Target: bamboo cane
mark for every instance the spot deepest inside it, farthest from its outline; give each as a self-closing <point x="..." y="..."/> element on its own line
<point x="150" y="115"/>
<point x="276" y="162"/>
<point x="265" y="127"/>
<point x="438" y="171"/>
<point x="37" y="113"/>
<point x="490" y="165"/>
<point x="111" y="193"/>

◆ What you need to do
Restate the records in full, keeping every word as it is.

◆ Problem solution
Target: bamboo cane
mark for every instance the spot deepest inside it, farthest from its outline; give each as a self-closing <point x="..." y="..."/> element on its own line
<point x="150" y="115"/>
<point x="276" y="162"/>
<point x="265" y="127"/>
<point x="438" y="171"/>
<point x="37" y="113"/>
<point x="490" y="165"/>
<point x="111" y="193"/>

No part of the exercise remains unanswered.